### Text block ###
You are here100228 - Reading #2 - pg 13

100228 - Reading #2 - pg 13


By Larry D. - Posted on 28 February 2010

For the first few weeks we'll include the entire reading to give participants a chance to acquire the book. (see the Welcome post for details).
Discussion questions are located on the bottom of this post. 
 
Great Discussions last week! Looking forward to this week too!
 
Excerpts from "The Spirit of the Disciplines" - Dallas Willard
 
1. Discipleship: For Super-Christians Only?
The word "disciple" occurs 269 times in the New Testament. "Christian" is found only three times and was first introduced to refer precisely to the disciples…The New Testament is a book about disciples, by disciples, and for disciples of Jesus Christ
            But the point is not merely verbal. What is more important is that the kind of life we see in the earliest church is that of a special type of person. All of the assurances and the benefits offered to humankind in the gospel evidently presuppose such a life and do not make realistic sense apart from it. The disciple of Jesus is not the deluxe or heavy-duty model of the Christian - especially padded, textured, streamlined, and empowered for the fast lane on the straight and narrow way. He stands on the pages of the New Testament as the first level of basic transportation in the Kingdom of God.
 
2. Undiscipled Disciples
For at least several decades the churches of the Western world have not made discipleship a condition of being a Christian. One is not required to be, or to intend to be, a disciple in order to become a Christian, and one may remain a Christian without any signs of progress toward or in discipleship. Contemporary American churches in particular do not require following Christ in his example, spirit, and teachings as a condition of membership - either of entering into or continuing in fellowship of a denomination or a local church. Any exception to this claim only serves to highlight its general validity and make the general rule more glaring. So far as the visible Christian institutions of our day are concerned, discipleship clearly is optional…Churches are filled with "undiscipled disciples," as Jess Moody has called them. Most problems in contemporary churches can be explained by the fact that members have not yet decided to follow Christ.
            Little good results from insisting that Christ is also supposed to be Lord: to present his lordship as an option leaves leaves it squarely in the category of the white-wall tires and stereo equipment for the new car. You can do without it. And it is - alas! - far from clear what you would do with it. Obedience and training in obedience form no intelligible doctrinal or practical unity with the salvation presented in recent versions of the gospel.
###
## Written problem 1
For each statement below, say yes or no according to whether it agrees with the discipleship reading above, and quote the words of the reading that settle it.
(a) The word "Christian" appears in the New Testament more often than the word "disciple."
(b) The phrase "undiscipled disciples" is credited to Jess Moody.
(c) The disciple of Jesus is presented as the deluxe model of the Christian.
## Written problem 2
Pick up the discipleship reading after its final sentence and carry it on in the same voice.
### Recorded information ###
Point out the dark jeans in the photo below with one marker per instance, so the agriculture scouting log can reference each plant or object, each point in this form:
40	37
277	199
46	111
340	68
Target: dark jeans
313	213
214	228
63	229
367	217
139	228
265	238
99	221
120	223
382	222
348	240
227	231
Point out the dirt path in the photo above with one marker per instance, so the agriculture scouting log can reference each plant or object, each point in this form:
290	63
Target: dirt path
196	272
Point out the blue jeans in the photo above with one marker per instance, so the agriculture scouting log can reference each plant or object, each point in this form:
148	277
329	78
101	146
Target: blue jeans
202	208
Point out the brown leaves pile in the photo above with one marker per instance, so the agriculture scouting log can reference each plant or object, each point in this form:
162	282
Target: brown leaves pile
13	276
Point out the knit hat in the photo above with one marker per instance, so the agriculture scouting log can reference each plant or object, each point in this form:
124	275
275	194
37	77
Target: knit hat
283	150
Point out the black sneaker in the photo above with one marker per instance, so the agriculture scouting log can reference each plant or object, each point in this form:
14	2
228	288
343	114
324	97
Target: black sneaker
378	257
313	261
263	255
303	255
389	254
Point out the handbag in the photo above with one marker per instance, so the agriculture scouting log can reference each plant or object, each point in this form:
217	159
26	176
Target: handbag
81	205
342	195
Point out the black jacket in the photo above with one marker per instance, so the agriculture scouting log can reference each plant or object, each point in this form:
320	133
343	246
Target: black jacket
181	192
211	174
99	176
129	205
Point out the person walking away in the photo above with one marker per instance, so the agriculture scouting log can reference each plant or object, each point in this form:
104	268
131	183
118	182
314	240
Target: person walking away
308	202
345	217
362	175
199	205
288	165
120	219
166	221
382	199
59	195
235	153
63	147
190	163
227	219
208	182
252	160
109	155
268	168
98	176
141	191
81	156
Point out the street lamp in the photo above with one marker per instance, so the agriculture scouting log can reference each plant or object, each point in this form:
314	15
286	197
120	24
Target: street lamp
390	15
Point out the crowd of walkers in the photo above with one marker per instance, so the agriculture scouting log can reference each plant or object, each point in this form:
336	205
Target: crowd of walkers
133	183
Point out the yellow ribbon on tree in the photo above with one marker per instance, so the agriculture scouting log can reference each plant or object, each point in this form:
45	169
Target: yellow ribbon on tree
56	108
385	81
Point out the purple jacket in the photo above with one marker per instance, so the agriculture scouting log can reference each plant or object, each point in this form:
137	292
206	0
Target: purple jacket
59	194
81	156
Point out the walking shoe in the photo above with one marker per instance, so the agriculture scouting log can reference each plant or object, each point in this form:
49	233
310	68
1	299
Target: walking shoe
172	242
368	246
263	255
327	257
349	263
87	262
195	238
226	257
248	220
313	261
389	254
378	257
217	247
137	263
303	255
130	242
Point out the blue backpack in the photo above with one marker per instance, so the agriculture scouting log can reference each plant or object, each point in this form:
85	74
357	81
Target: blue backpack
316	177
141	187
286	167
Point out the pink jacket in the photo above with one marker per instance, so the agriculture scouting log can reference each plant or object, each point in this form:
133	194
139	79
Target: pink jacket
###
## Answer 1
(a) No: "The word "disciple" occurs 269 times in the New Testament. "Christian" is found only three times"
(b) Yes: "Churches are filled with "undiscipled disciples," as Jess Moody has called them."
(c) No: "The disciple of Jesus is not the deluxe or heavy-duty model of the Christian"

## Answer 2
3. Great Omissions from the Great Commission
A different model was instituted in the Great Commission Jesus left the church. The first goal he set forth for the early church was to use his all-encompassing power and authority to make disciples…Having made disciples, these alone were to be baptized into the name of the Father, and of the Son, and of the Holy Spirit. With this twofold preparation they were to be taught to treasure and keep "all things whatsoever I have commanded you." The Christian church of the first century resulted from following this plan for church growth - a result hard to improve upon.
            But in place of Christ's plan, historical drift has substituted: "Make converts (to a particular faith and practice) and baptize them into church membership." This causes two great omissions from the Great Commission to stand out. Most important, we start by omitting the making of disciples or enrolling people as Christ's students, when we should let all else wait for that. We also omit the step of taking our converts through training that will bring them ever increasingly to do what Jesus directed.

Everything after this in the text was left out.